→ Brief
Find the line that contains "[indicate] the maple". Output it and every line after it to the end of the records, exactly as they appear.

___ Input rows

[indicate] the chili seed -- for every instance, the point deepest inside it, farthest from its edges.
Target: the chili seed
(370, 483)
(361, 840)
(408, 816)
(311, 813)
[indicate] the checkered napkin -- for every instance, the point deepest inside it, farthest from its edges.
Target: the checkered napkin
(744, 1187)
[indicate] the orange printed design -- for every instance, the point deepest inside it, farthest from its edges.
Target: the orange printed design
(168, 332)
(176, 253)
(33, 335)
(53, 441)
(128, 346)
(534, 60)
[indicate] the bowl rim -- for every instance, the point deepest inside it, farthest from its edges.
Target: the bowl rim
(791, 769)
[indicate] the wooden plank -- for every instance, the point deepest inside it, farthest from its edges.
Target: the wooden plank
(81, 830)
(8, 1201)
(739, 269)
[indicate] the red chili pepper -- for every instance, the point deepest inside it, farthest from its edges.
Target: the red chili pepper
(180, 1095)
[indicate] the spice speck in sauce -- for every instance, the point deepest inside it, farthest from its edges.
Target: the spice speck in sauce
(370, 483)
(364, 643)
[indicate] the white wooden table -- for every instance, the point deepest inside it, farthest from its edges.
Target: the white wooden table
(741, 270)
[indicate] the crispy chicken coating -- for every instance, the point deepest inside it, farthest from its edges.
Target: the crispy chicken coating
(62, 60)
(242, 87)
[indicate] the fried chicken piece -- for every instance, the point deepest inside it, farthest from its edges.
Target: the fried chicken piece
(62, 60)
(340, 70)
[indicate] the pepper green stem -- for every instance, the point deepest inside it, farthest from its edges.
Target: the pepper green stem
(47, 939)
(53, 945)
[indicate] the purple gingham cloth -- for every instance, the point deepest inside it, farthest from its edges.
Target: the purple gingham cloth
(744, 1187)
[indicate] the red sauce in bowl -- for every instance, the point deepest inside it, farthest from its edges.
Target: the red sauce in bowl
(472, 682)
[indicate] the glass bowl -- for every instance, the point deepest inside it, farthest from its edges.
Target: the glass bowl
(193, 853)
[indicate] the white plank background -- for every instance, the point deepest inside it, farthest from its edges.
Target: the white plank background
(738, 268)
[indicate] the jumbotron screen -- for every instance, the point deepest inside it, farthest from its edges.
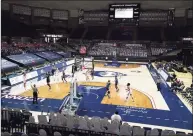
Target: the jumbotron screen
(124, 11)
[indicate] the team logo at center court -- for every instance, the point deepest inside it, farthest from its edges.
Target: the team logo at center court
(108, 74)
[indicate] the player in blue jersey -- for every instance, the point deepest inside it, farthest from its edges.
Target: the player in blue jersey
(64, 76)
(107, 87)
(116, 83)
(129, 92)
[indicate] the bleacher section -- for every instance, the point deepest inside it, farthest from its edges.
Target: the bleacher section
(77, 33)
(14, 121)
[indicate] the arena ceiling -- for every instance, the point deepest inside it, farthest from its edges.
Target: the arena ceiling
(103, 4)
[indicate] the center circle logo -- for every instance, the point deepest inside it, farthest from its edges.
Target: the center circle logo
(108, 74)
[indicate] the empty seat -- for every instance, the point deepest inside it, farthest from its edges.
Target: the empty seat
(6, 134)
(153, 132)
(138, 131)
(167, 132)
(42, 132)
(57, 134)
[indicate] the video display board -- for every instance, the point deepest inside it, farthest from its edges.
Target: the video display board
(51, 56)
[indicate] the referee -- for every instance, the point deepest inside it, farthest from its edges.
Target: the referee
(35, 94)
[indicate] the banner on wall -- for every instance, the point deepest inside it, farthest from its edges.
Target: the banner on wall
(39, 74)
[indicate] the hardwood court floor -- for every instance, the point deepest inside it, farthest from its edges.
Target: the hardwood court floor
(140, 99)
(122, 66)
(60, 90)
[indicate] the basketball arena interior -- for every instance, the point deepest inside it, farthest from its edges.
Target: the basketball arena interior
(96, 68)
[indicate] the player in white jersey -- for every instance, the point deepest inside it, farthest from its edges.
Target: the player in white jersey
(87, 75)
(57, 74)
(129, 92)
(24, 80)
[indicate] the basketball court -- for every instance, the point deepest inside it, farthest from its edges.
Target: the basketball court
(161, 108)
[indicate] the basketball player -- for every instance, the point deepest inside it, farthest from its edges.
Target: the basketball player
(129, 92)
(107, 87)
(64, 76)
(48, 80)
(35, 94)
(24, 80)
(57, 74)
(116, 83)
(53, 70)
(87, 75)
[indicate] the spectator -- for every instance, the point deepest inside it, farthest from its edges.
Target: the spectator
(116, 117)
(158, 84)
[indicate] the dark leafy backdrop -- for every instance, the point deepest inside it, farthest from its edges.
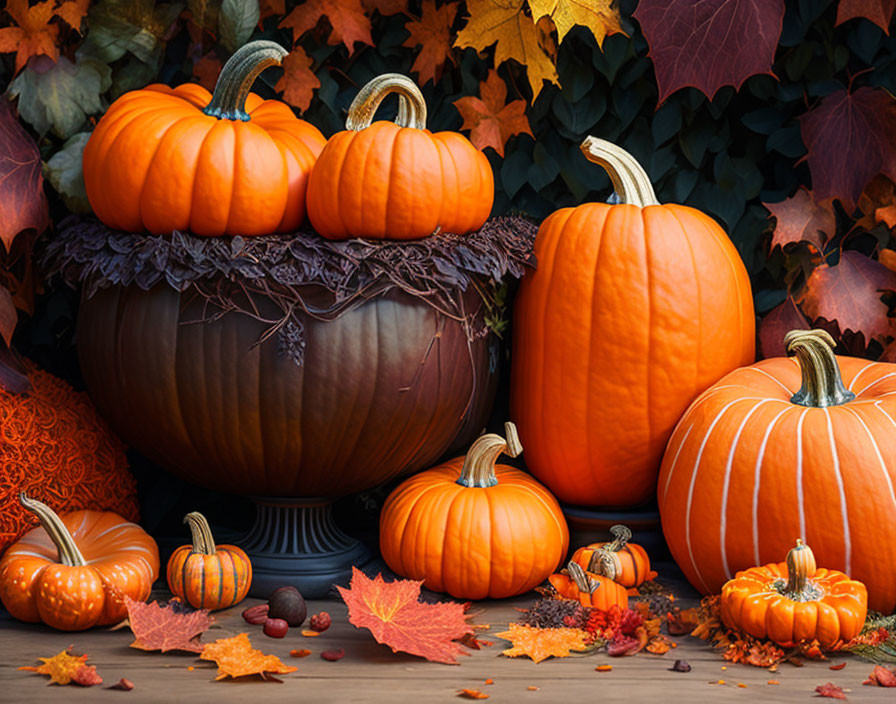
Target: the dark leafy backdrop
(800, 98)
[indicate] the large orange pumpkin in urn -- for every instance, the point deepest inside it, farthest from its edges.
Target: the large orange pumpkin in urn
(635, 308)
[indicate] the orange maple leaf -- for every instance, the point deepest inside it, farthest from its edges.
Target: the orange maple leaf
(236, 657)
(492, 122)
(348, 23)
(298, 82)
(433, 32)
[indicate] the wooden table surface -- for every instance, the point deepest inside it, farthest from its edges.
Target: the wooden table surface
(371, 672)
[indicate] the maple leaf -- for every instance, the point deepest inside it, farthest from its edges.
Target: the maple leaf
(65, 668)
(542, 643)
(396, 617)
(878, 11)
(433, 32)
(710, 44)
(850, 294)
(23, 204)
(599, 16)
(505, 24)
(492, 122)
(800, 218)
(298, 81)
(236, 657)
(348, 23)
(860, 126)
(164, 628)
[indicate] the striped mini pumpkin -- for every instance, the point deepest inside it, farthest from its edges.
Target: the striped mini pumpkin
(758, 459)
(206, 575)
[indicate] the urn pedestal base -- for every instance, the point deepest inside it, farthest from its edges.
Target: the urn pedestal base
(297, 542)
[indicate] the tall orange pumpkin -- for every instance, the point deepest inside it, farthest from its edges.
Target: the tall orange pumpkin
(164, 159)
(787, 447)
(634, 309)
(397, 180)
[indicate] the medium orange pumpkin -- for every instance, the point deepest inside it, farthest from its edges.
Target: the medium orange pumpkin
(634, 564)
(74, 571)
(787, 447)
(397, 180)
(794, 601)
(208, 576)
(164, 159)
(473, 529)
(634, 309)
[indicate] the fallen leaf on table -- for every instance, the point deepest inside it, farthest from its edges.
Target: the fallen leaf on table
(543, 643)
(64, 668)
(396, 617)
(166, 627)
(236, 657)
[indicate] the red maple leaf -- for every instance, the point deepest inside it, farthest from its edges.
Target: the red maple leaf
(850, 294)
(878, 11)
(801, 218)
(298, 81)
(396, 617)
(348, 23)
(492, 122)
(166, 628)
(711, 43)
(433, 32)
(860, 126)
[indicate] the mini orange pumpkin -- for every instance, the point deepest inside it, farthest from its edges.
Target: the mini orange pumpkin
(73, 572)
(599, 591)
(492, 533)
(397, 180)
(795, 601)
(208, 576)
(633, 560)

______

→ Expected answer
[indicate] the maple leaf -- for every instance, the point deepest inside it, farthest from its edges.
Target: the maple leaf
(65, 668)
(542, 643)
(396, 617)
(878, 11)
(433, 32)
(710, 44)
(850, 294)
(23, 204)
(599, 16)
(505, 24)
(492, 122)
(800, 218)
(298, 81)
(236, 657)
(348, 23)
(860, 126)
(164, 628)
[indicate] the striped mini pumpkin -- for every instance, the point deepest inside it, farthest from its edges.
Target: the striped mini pumpkin
(758, 459)
(206, 575)
[indicate] the urn pedestal base -- for every instance, the point deepest inside it, farthest from its edges.
Target: the urn pedestal base
(297, 542)
[indicate] the tall orange pumpkin -- for every instance, the point deepest inside it, farthest from its edges.
Target: the tall orange pumpkin
(164, 159)
(787, 447)
(634, 309)
(397, 180)
[indicate] the medium orange pumpkin -- for every instance, the point deepest inside it, farthest from its edges.
Target: the medium orange pumpkin
(634, 564)
(74, 571)
(787, 447)
(397, 180)
(794, 601)
(208, 576)
(164, 159)
(473, 529)
(634, 309)
[indicate] the fallen leaf on table -- for every instance, the point deepest inside it, farthest from its edges.
Target: the fallen leaf on table
(543, 643)
(64, 668)
(396, 617)
(166, 627)
(236, 657)
[indicate] the red maple leaf -- for every instance, the point deepest inside it, farthest from its edges.
Target: the red maple leaf
(850, 294)
(878, 11)
(801, 218)
(298, 81)
(396, 617)
(348, 23)
(492, 122)
(166, 628)
(711, 43)
(433, 32)
(860, 126)
[indicate] the mini orange pumpkin -- for every instance, the point deepest inside it, farthest from its edges.
Target: the mini orange pumpkin
(73, 572)
(599, 591)
(492, 533)
(397, 180)
(795, 601)
(208, 576)
(633, 560)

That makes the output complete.